TASK STATEMENT >> Provide the data again in its entirety, exactly as given.

-- -- --

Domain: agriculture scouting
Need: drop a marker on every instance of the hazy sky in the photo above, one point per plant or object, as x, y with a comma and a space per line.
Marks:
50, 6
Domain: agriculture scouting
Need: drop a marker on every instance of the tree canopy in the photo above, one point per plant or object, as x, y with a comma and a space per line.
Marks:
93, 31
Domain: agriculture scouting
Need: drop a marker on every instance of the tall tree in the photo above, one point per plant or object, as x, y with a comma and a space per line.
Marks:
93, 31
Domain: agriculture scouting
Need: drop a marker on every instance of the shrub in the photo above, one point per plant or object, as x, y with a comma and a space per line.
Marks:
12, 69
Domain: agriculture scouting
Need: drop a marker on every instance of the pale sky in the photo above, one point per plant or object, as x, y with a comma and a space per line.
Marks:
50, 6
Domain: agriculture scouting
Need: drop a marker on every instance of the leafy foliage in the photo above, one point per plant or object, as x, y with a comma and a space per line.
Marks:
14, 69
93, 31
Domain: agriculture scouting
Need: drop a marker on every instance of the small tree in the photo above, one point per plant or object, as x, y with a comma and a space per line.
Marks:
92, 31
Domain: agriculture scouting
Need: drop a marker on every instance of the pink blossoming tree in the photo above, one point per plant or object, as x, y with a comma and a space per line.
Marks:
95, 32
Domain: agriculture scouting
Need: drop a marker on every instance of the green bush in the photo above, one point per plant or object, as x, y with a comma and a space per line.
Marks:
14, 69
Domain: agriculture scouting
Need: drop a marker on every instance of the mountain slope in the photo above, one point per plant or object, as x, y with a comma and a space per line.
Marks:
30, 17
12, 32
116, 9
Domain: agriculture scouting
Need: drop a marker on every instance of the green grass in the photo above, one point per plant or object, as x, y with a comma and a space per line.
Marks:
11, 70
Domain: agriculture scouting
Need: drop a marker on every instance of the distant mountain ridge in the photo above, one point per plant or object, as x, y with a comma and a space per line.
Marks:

-- -- --

SOLUTION TO THE PROBLEM >>
Domain: agriculture scouting
Need: drop a marker on every instance of the hazy sky in the photo above, one point per plant or object, as x, y with a comma and a space per line.
Marks:
50, 6
Domain: agriculture scouting
Need: drop a marker on every instance of the tree canopy in the photo above, one point per plant or object, as x, y with a comma and a space per line.
Marks:
93, 31
Domain: agriculture scouting
Need: drop a marker on every instance of the tall tree in the photo above, one point per plant or object, as x, y with a comma and a space per line.
Marks:
93, 31
Domain: agriculture scouting
Need: drop a marker on every instance of the shrub in the photo above, one point per plant or object, as x, y with a comma and a space per line.
Marks:
12, 69
Domain: agriculture scouting
Need: drop a marker on every instance of the pale sky in the photo above, one point per plant or object, as x, y with a comma and a space per line.
Marks:
50, 6
Domain: agriculture scouting
Need: drop a marker on every instance of the leafy foliage in the photo above, one point per plant or object, as x, y with a comma and a space per line.
Marks:
14, 69
93, 31
Domain: agriculture scouting
Need: drop a marker on every instance of the small tree in the photo above, one point per plant or object, as x, y with a comma and a space per line.
Marks:
92, 31
Domain: agriculture scouting
Need: drop a marker on every instance of the pink blossoming tree in the photo above, one point per plant or object, as x, y with a comma and a space per line.
Marks:
95, 32
Domain: agriculture scouting
Need: drop a marker on every instance of the green bush in the photo above, one point per plant or object, as x, y with a comma and a space per line.
Marks:
14, 69
Domain: agriculture scouting
Need: drop a marker on every instance of the mountain slope in the photo above, one point per plant or object, as x, y with a comma and a space per line.
Marks:
30, 17
12, 32
116, 9
Domain: agriculture scouting
Need: drop a marker on every instance of the green grass in the photo above, one point per plant or object, as x, y with a comma and a space per line.
Marks:
11, 70
Domain: agriculture scouting
Need: drop a marker on every instance of the distant mountain ridge in the photo above, one point per plant or object, as x, y with a comma and a space per line.
Marks:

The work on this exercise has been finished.